La gran historia del fútbol, para decirlo con solemnidad, es una con VAR y sería otra si el VAR hubiese existido en la antigüedad.
El fútbol se ve por capas y el ojo humano distingue menos que el electrónico, porque no cuenta con repetición, cámara lenta y tiempo para revisar lo que sucedió.
El ser humano espectador observa el todo, si es que no está mirando para el lado, pero se le escapan las partes. Escucha y ve la explosión, pero se le pierden piezas, no distingue trozos y menos esquirlas.
La Primera B es el mejor ejemplo del fútbol en esas dos dimensiones.
La televisión e imágenes, por cierto, revelan lo sucedido, pero para convertirse en VAR necesitan bendición y sistema, porque solo así descubren y sancionan una realidad escondida, tantas veces misteriosa y siempre equívoca, que se oculta en la rapidez, el engaño y el enredo del fútbol.
Para la Primera B está el ojo humano que ve lo que puede, es decir, con deficiencia y de forma incompleta, y por eso marca goles que no fueron y anula goles convertidos.
Entonces cunde la indignación y asoma eso tan defectuoso, por tantas razones: miopía, cataratas, presbicia y astigmatismo. Pero no es asunto de enfermedad, aunque afecta, sino de naturaleza: lo humano, y desde luego los ojos, son imperfectos.
El fútbol, durante siglo y medio, se vio y analizó con esa imperfección a cuestas.
Leonel Sánchez, por ejemplo, en el Mundial de 1962, y en ese partido con Italia, termina expulsado, sin alegato alguno.
E Inglaterra, en Wembley y en la final del Mundial de 1966, empezó a ganar, ya en el alargue, con un tiro que no pasó de la línea de gol.
La llamada Mano de Dios no habría subido al cielo, porque el VAR detectó la falta de Diego Armando Maradona en el Mundial de México de 1986.
La conclusión, por lo tanto, es que ya aceptamos el pasado, se asumieron los desaciertos del ojo humano y se vive con ese recuerdo.
Ya no hay forma de cambiar decenas de irregularidades, donde algunas terminaron como tremendas injusticias y otras como mitos memorables.
Lo concreto es que la existencia del VAR, para cada uno de esos Mundiales, habría modificado resultados, campeones y leyendas.
El ojo del VAR no es el de Dios, pero es lo más parecido que hay.
Es uno certero y severo que descubre pecados, faltas, deslices y pecadillos, tanto en el ámbito mortal, como en el venial.
Alguna presa se le irá —por eso no es la mirada de Dios—, pero es una pesca con espinel, arpón, anzuelos y red, tanto de forma industrial como artesanal.
La suma y resta es que el fútbol que subió al museo y está en la memoria se escribió sin VAR; donde los mundiales de 1962, 1966 y 1986 son meros y mínimos ejemplos de un pasado imperfecto.
Con VAR, que a nadie le quepa duda, otra sería la historia.

+++

## [Ejercicio]
Por favor, extrae literalmente del fragmento sobre el VAR el pasaje que empieza en las palabras "La Primera B es el" y termina después de "ojos, son imperfectos.".

## [Entradas extraídas]
+++

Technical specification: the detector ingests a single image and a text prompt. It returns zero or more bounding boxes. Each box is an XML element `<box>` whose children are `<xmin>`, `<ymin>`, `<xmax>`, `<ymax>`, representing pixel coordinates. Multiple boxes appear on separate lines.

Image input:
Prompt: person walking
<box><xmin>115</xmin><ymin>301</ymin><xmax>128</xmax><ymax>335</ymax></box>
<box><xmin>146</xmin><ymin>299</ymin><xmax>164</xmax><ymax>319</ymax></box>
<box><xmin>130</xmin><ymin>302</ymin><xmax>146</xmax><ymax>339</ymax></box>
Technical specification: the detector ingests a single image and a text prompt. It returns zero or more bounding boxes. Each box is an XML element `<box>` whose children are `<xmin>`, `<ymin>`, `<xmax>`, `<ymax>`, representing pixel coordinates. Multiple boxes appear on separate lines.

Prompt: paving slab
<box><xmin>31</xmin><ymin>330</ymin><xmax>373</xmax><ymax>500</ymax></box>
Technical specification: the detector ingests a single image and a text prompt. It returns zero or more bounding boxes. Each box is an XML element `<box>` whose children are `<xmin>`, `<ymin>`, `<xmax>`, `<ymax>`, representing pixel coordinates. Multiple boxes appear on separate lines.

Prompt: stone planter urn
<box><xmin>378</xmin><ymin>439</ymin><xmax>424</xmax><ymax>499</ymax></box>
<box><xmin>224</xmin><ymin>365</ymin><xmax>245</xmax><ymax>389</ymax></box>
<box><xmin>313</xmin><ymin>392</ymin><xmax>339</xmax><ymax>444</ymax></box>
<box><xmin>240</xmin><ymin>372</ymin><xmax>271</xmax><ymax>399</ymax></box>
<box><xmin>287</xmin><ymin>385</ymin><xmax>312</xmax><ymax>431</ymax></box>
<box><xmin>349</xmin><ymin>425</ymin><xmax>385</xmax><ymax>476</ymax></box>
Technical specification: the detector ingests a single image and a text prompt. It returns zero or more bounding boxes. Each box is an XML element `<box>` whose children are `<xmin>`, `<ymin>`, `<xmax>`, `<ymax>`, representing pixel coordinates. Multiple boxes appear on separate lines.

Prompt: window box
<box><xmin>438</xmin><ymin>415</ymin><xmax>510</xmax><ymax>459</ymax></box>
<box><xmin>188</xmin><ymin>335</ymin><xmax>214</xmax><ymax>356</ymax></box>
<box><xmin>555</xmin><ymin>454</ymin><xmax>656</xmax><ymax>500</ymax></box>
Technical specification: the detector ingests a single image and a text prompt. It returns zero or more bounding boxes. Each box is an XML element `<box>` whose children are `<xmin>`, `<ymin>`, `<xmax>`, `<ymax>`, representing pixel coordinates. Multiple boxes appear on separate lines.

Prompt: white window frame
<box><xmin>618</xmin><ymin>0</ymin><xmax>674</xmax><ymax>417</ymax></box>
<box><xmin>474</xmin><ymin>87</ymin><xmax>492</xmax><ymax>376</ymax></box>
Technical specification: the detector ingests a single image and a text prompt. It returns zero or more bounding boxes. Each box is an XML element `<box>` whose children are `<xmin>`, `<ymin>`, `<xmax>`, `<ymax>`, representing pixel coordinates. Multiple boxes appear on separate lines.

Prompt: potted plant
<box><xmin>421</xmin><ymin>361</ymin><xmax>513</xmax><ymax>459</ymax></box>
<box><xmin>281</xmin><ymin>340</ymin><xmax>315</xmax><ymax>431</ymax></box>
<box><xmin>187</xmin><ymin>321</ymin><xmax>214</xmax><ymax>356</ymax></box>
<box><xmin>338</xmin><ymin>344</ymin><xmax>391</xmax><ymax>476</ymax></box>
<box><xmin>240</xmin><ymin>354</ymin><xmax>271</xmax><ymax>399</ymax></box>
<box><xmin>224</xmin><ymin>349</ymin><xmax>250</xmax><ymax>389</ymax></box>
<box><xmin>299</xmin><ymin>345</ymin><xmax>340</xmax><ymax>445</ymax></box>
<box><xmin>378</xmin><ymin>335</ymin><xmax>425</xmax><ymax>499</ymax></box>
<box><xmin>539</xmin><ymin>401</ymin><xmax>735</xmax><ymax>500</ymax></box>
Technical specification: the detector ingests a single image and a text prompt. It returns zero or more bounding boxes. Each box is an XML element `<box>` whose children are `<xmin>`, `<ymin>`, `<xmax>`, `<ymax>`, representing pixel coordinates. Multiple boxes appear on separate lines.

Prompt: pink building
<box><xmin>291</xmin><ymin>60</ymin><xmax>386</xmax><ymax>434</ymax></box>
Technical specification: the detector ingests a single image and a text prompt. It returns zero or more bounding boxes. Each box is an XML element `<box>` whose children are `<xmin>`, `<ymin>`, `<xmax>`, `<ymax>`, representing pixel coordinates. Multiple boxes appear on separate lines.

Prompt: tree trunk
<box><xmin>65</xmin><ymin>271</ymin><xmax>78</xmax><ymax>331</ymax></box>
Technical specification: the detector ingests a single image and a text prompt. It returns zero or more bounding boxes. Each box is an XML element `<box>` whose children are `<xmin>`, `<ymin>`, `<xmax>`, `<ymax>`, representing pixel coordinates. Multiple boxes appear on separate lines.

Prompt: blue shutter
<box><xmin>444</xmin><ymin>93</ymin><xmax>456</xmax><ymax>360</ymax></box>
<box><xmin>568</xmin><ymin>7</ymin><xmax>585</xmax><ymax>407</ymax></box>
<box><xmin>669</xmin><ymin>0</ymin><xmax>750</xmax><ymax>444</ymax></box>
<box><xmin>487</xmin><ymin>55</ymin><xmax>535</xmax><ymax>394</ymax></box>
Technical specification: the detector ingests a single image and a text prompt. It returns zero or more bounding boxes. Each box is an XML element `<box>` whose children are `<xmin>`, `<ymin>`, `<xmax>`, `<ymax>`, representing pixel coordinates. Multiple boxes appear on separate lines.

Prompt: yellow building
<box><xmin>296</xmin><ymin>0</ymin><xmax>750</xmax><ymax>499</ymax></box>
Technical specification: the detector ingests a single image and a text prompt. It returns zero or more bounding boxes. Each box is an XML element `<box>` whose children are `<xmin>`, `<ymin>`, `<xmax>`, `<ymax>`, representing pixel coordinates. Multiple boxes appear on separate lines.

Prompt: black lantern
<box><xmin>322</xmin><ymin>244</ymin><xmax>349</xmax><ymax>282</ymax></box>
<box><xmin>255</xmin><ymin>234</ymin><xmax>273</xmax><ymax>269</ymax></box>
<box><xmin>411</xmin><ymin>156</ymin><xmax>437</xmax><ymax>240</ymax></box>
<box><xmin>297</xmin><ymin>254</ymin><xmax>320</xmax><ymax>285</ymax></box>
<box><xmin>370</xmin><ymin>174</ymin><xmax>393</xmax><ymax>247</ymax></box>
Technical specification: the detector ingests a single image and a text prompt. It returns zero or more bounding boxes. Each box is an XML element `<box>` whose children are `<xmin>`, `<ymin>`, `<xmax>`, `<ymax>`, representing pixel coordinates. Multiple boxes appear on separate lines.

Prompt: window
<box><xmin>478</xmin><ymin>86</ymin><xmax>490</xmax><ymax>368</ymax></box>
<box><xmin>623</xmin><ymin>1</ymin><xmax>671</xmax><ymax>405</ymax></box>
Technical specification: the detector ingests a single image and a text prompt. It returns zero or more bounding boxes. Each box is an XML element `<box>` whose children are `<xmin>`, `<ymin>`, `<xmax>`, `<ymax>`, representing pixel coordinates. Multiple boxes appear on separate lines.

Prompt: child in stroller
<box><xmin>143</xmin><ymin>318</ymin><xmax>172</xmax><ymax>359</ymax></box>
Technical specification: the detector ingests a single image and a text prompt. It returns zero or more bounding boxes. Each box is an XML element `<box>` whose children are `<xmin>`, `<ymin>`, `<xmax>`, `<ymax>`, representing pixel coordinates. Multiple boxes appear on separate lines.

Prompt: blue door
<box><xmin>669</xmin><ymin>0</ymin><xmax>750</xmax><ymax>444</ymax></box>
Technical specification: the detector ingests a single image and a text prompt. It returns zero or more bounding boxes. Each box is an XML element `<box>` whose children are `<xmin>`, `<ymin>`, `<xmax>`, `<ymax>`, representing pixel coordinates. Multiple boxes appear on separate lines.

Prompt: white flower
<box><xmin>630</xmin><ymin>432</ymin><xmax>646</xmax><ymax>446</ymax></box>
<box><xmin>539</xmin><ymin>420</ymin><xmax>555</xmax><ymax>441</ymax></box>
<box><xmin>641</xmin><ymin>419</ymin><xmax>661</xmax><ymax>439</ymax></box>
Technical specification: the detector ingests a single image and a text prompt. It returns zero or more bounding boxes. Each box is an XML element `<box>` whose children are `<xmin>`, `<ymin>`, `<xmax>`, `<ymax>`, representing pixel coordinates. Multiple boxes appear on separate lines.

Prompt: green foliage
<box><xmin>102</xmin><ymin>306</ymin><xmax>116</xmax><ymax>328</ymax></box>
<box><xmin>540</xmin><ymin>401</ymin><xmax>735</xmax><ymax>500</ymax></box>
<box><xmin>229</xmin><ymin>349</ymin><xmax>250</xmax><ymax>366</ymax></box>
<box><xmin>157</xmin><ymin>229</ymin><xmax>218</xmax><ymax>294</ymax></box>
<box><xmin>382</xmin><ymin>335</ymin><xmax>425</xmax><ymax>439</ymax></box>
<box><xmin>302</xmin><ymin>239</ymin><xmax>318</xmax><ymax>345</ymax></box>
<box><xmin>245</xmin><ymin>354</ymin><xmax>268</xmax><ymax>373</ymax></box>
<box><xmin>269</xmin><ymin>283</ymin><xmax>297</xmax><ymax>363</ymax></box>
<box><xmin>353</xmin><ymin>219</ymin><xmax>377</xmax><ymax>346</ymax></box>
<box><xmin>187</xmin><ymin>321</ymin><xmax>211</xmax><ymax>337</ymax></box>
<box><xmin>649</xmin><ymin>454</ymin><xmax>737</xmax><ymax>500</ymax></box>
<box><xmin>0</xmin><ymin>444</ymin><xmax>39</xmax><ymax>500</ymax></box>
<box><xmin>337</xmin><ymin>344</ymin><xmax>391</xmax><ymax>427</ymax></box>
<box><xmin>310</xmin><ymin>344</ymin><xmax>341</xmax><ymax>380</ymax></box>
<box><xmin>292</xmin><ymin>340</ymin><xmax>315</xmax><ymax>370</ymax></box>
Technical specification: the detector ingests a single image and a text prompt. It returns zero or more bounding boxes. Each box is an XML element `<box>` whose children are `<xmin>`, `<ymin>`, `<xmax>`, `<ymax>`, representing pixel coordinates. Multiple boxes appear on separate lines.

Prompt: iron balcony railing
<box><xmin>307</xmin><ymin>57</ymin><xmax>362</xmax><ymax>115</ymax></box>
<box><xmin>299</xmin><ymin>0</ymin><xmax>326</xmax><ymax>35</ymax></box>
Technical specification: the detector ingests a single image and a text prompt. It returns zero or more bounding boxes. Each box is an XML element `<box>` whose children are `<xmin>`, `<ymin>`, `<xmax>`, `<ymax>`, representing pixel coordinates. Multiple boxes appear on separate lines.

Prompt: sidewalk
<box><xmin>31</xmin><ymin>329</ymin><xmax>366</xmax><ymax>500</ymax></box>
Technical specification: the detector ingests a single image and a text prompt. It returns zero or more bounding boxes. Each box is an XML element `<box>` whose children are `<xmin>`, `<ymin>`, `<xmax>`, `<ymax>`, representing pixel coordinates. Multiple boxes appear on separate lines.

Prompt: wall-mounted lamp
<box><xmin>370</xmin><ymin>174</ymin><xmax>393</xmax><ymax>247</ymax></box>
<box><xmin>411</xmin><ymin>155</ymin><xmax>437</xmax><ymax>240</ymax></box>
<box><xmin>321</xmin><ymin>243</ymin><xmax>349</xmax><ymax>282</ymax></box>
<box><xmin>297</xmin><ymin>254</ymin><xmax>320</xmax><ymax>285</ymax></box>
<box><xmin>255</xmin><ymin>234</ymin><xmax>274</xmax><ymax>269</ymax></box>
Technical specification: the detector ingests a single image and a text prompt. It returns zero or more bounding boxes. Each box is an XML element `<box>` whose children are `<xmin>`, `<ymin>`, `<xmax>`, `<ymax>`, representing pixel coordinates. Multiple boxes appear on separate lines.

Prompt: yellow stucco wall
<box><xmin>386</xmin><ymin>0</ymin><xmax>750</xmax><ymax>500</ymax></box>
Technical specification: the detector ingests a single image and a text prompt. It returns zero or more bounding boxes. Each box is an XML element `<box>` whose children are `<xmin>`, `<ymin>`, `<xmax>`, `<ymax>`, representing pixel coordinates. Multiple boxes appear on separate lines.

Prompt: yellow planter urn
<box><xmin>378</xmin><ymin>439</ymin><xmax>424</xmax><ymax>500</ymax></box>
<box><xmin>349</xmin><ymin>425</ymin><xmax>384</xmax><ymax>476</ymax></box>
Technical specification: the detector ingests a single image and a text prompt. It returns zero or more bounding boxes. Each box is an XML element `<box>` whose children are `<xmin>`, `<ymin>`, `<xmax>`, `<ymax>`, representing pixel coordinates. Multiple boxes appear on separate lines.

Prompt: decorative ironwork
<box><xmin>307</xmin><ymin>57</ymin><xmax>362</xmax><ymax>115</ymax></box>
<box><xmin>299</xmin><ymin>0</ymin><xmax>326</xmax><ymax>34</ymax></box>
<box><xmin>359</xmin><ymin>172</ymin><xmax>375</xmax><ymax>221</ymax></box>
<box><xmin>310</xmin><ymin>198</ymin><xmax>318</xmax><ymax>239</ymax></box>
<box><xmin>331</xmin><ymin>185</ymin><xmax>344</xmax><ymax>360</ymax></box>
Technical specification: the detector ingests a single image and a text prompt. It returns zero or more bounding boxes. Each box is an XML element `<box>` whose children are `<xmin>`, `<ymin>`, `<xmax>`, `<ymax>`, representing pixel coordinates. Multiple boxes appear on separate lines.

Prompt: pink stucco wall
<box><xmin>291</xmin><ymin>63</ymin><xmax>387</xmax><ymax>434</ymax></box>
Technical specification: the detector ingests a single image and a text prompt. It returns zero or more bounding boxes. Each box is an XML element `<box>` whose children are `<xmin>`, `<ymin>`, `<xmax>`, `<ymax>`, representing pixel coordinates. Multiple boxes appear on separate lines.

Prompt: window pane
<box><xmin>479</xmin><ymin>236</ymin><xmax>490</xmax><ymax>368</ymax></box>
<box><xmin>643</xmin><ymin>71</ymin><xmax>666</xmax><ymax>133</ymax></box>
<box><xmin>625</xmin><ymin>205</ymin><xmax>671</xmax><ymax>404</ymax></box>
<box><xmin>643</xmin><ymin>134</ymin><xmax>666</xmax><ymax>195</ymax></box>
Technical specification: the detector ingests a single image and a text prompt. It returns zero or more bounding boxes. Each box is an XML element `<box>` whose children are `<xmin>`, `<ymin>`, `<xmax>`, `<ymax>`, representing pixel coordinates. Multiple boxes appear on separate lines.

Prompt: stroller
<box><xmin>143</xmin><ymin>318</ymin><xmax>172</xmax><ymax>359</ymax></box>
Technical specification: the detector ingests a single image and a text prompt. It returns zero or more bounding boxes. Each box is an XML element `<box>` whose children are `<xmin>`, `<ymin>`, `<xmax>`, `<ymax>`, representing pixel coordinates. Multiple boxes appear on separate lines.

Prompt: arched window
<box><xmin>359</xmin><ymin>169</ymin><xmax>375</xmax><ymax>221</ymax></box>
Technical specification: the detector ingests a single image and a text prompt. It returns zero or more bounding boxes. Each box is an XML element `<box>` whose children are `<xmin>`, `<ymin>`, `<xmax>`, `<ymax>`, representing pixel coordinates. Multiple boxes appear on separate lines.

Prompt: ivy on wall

+++

## [Respuesta]
La Primera B es el mejor ejemplo del fútbol en esas dos dimensiones.
La televisión e imágenes, por cierto, revelan lo sucedido, pero para convertirse en VAR necesitan bendición y sistema, porque solo así descubren y sancionan una realidad escondida, tantas veces misteriosa y siempre equívoca, que se oculta en la rapidez, el engaño y el enredo del fútbol.
Para la Primera B está el ojo humano que ve lo que puede, es decir, con deficiencia y de forma incompleta, y por eso marca goles que no fueron y anula goles convertidos.
Entonces cunde la indignación y asoma eso tan defectuoso, por tantas razones: miopía, cataratas, presbicia y astigmatismo. Pero no es asunto de enfermedad, aunque afecta, sino de naturaleza: lo humano, y desde luego los ojos, son imperfectos.